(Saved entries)
******************************

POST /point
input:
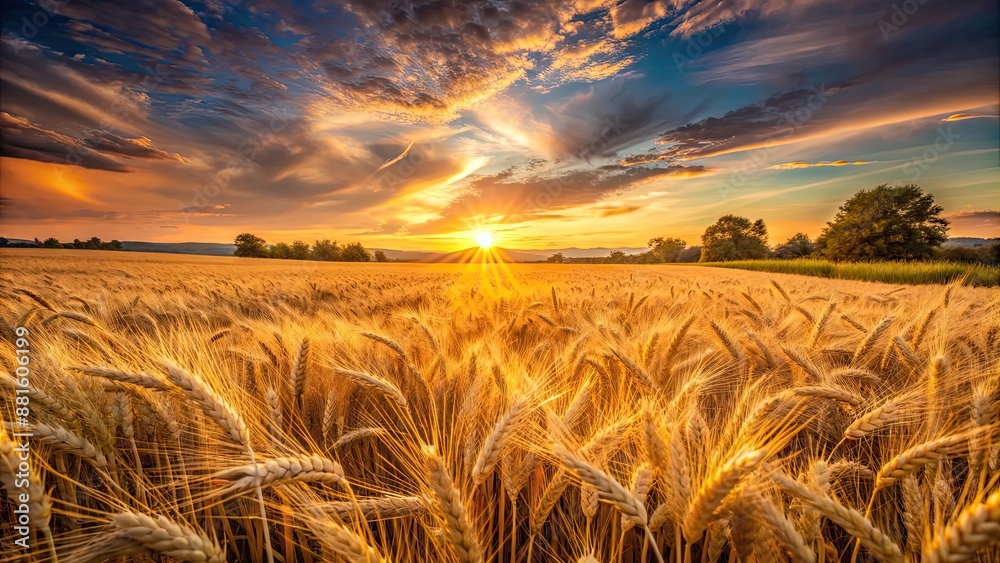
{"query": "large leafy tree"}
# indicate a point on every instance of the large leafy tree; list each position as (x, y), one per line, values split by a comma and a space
(666, 249)
(250, 246)
(326, 250)
(798, 246)
(734, 238)
(354, 252)
(885, 223)
(299, 250)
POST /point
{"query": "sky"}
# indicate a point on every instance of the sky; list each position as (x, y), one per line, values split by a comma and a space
(414, 125)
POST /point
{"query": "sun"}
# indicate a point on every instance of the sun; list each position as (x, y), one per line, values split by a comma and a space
(485, 239)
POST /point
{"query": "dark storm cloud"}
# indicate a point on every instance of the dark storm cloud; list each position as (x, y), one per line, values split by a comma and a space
(534, 197)
(22, 139)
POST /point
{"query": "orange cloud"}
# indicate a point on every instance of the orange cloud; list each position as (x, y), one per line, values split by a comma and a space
(802, 164)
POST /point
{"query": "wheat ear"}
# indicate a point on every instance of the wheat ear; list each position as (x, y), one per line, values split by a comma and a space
(227, 419)
(165, 537)
(374, 382)
(458, 526)
(209, 401)
(976, 528)
(303, 469)
(375, 509)
(39, 397)
(794, 544)
(494, 443)
(141, 379)
(923, 454)
(298, 382)
(872, 421)
(851, 520)
(608, 488)
(871, 338)
(715, 489)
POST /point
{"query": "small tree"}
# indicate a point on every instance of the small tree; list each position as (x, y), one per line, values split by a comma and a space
(354, 252)
(251, 246)
(734, 238)
(885, 223)
(666, 249)
(281, 251)
(689, 254)
(326, 250)
(798, 246)
(300, 250)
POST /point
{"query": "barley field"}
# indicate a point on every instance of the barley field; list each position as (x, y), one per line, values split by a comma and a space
(218, 409)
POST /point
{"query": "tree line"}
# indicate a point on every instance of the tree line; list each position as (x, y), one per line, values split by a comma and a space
(252, 246)
(94, 243)
(894, 223)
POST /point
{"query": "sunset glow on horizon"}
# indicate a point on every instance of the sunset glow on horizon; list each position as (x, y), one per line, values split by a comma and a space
(583, 124)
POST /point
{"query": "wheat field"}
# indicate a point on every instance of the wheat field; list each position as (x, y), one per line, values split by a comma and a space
(218, 409)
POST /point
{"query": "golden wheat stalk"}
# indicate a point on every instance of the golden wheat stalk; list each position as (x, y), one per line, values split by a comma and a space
(64, 440)
(160, 535)
(871, 338)
(851, 520)
(299, 372)
(608, 488)
(376, 509)
(975, 529)
(141, 379)
(785, 531)
(374, 382)
(504, 428)
(301, 469)
(458, 525)
(872, 421)
(923, 454)
(715, 489)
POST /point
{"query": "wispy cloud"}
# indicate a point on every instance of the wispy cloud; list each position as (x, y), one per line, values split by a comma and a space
(802, 164)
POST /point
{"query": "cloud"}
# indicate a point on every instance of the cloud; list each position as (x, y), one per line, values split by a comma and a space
(22, 139)
(975, 222)
(772, 121)
(528, 197)
(964, 116)
(141, 147)
(612, 211)
(802, 164)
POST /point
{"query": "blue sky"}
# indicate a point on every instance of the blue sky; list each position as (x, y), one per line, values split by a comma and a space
(414, 125)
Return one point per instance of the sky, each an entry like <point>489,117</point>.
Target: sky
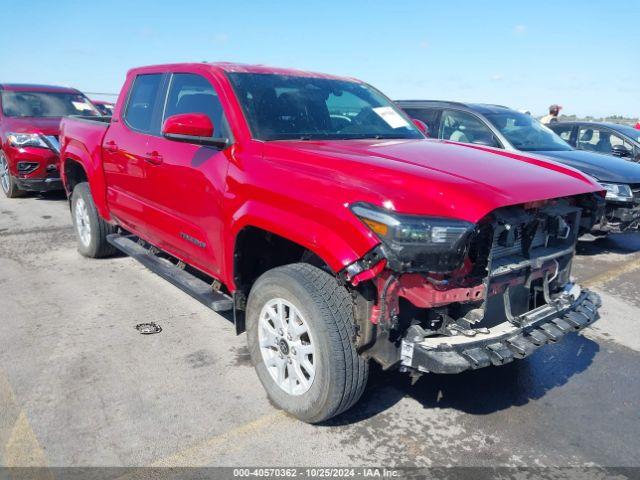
<point>582,54</point>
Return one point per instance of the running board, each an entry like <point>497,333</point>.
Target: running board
<point>188,283</point>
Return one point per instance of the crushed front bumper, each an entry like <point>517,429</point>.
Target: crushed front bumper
<point>39,184</point>
<point>619,219</point>
<point>502,343</point>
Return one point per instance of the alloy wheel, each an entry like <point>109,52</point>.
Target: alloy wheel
<point>287,346</point>
<point>83,225</point>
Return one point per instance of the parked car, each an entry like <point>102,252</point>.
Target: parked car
<point>313,208</point>
<point>105,108</point>
<point>29,125</point>
<point>501,127</point>
<point>601,137</point>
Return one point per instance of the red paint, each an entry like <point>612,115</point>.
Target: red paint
<point>45,157</point>
<point>299,190</point>
<point>369,274</point>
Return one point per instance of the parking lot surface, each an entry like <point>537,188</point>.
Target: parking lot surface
<point>80,386</point>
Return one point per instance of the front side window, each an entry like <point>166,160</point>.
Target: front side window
<point>190,93</point>
<point>142,102</point>
<point>46,104</point>
<point>600,140</point>
<point>284,107</point>
<point>526,133</point>
<point>465,128</point>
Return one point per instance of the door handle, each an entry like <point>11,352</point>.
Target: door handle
<point>154,158</point>
<point>111,146</point>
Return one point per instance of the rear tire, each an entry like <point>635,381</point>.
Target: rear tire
<point>7,182</point>
<point>334,374</point>
<point>91,229</point>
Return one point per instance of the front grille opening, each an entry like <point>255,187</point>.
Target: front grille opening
<point>25,168</point>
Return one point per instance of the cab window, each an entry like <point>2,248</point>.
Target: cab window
<point>564,131</point>
<point>143,98</point>
<point>191,93</point>
<point>465,128</point>
<point>600,140</point>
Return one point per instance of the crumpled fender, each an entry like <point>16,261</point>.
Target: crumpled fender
<point>336,247</point>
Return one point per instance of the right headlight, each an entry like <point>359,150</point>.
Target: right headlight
<point>26,140</point>
<point>417,243</point>
<point>618,192</point>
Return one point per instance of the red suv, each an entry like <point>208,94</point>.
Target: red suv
<point>29,126</point>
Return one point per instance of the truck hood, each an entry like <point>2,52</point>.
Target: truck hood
<point>42,125</point>
<point>426,177</point>
<point>606,168</point>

******************************

TASK TO COMPLETE – Produce an exact copy of each line of data, skipping embedded images.

RESPONSE BELOW –
POST /point
input:
{"query": "large leafy tree"}
# indicate a point on every instance of the large leafy tree; list each position as (x, y), one per line, values split by a comma and a space
(666, 249)
(250, 246)
(326, 250)
(798, 246)
(734, 238)
(354, 252)
(885, 223)
(299, 250)
POST /point
{"query": "sky"}
# indicate a point on every instance of the sky; list each position as (x, y), one per line, values split by a comma and a space
(414, 125)
POST /point
{"query": "sun"}
# indicate a point on every instance of the sun; list each position as (x, y), one per line, values split by a comma and a space
(485, 239)
POST /point
{"query": "dark storm cloud"}
# indicate a point on every instance of the dark storm cloud; list each position as (x, y), one per line, values split by a comma and a space
(534, 197)
(22, 139)
POST /point
{"query": "orange cloud"}
# indicate a point on every instance of the orange cloud; list each position as (x, y), one per line, values split by a comma and a space
(802, 164)
POST /point
{"query": "wheat ear"}
# indicate a point on every instance of the wheat ear; list each position as (x, y), one per line, values split by a comma and a space
(227, 419)
(165, 537)
(374, 382)
(458, 526)
(209, 401)
(976, 528)
(303, 469)
(375, 509)
(39, 397)
(794, 544)
(494, 443)
(141, 379)
(923, 454)
(298, 382)
(872, 421)
(851, 520)
(608, 488)
(871, 338)
(715, 489)
POST /point
{"query": "small tree"}
# indicate a point on every instance of the small tree; list each position as (x, y), one per line, values split by a comma and a space
(354, 252)
(251, 246)
(734, 238)
(885, 223)
(666, 249)
(281, 251)
(689, 254)
(326, 250)
(798, 246)
(300, 250)
POST /point
{"query": "barley field"}
# indicate a point on every instance of the barley field; list each position as (x, y), one per line, values split by a comma and a space
(218, 409)
POST /point
{"query": "tree line"}
# indicate a point on every instance of the tree line; list each position as (x, y), one per line, values split by a comma and a space
(252, 246)
(94, 243)
(894, 223)
POST /point
{"query": "sunset glow on horizon"}
# indicate a point on every instance of the sunset glow on horizon; list each position as (x, y), one per line, values split by a comma and a space
(583, 124)
POST /point
{"query": "wheat field"}
# indicate a point on every instance of the wheat field; list each position as (x, y), one per line, values split by a comma and a space
(218, 409)
POST /point
{"query": "golden wheat stalk"}
# indicate a point on every instance of the golden wheat stalk; list each position as (x, y), one per line, values split by a comma and a space
(64, 440)
(160, 535)
(871, 338)
(851, 520)
(299, 372)
(608, 488)
(376, 509)
(975, 529)
(141, 379)
(785, 531)
(374, 382)
(504, 428)
(301, 469)
(458, 525)
(872, 421)
(923, 454)
(715, 489)
POST /point
{"query": "wispy cloud"}
# indicate a point on every instance of the wispy cloud; list each position as (x, y), one per line, values split by a comma and a space
(802, 164)
POST /point
{"query": "cloud"}
# indicate a point on every instance of the cloud; list each position as (x, y), one per line, values split by a comma and a space
(22, 139)
(975, 222)
(772, 121)
(528, 197)
(964, 116)
(141, 147)
(612, 211)
(802, 164)
POST /point
{"query": "blue sky"}
# indicate a point on every instance of the blue sky; list each position as (x, y), one per line, values split by a comma and a space
(414, 125)
Return one point per instance of the sky, each an entry like <point>489,117</point>.
Target: sky
<point>582,54</point>
Return one point per instance of the running board, each an entry like <point>497,333</point>.
Target: running board
<point>188,283</point>
Return one point per instance of the crushed front bumper, each an entry like <point>517,429</point>.
Target: crushed front bumper
<point>39,184</point>
<point>619,219</point>
<point>502,343</point>
Return one point per instance of the alloy wheel, each an entry like <point>109,52</point>.
Target: alloy wheel
<point>287,346</point>
<point>83,225</point>
Return one point per instance of the parked car, each an entry like <point>102,252</point>.
Target: parked car
<point>313,208</point>
<point>105,108</point>
<point>29,125</point>
<point>501,127</point>
<point>601,137</point>
Return one point per instance of the red paint, each an entry like <point>612,115</point>.
Target: red paint
<point>45,157</point>
<point>299,190</point>
<point>369,274</point>
Return one point per instance of the parking lot surface, each an entry like <point>537,188</point>.
Target: parking lot surface
<point>80,386</point>
Return one point per instance of the front side window, each an entry like <point>166,160</point>.
Target: front side window
<point>190,93</point>
<point>142,102</point>
<point>46,104</point>
<point>600,140</point>
<point>284,107</point>
<point>526,133</point>
<point>465,128</point>
Return one point per instance of the door handle, each an entry like <point>11,352</point>.
Target: door handle
<point>154,158</point>
<point>111,146</point>
Return one point per instance of the rear tire, each an entry like <point>635,381</point>.
Target: rear tire
<point>7,182</point>
<point>334,374</point>
<point>91,229</point>
Return one point per instance of the front grille opening, each an entry like <point>255,187</point>.
Target: front grille opening
<point>25,168</point>
Return one point per instance of the cab window, each an entry like <point>2,248</point>.
Target: cab window
<point>564,131</point>
<point>143,98</point>
<point>191,93</point>
<point>465,128</point>
<point>600,140</point>
Return one point per instance of the crumpled fender, each an entry like <point>16,261</point>.
Target: crumpled fender
<point>336,247</point>
Return one point per instance of the right headlight, each an entry like <point>359,150</point>.
Target: right headlight
<point>26,140</point>
<point>417,243</point>
<point>618,192</point>
Return one point per instance of the red suv, each an entry like <point>208,94</point>.
Target: red suv
<point>29,126</point>
Return one point per instance of the truck hood, each an entry like <point>2,52</point>.
Target: truck hood
<point>42,125</point>
<point>426,177</point>
<point>606,168</point>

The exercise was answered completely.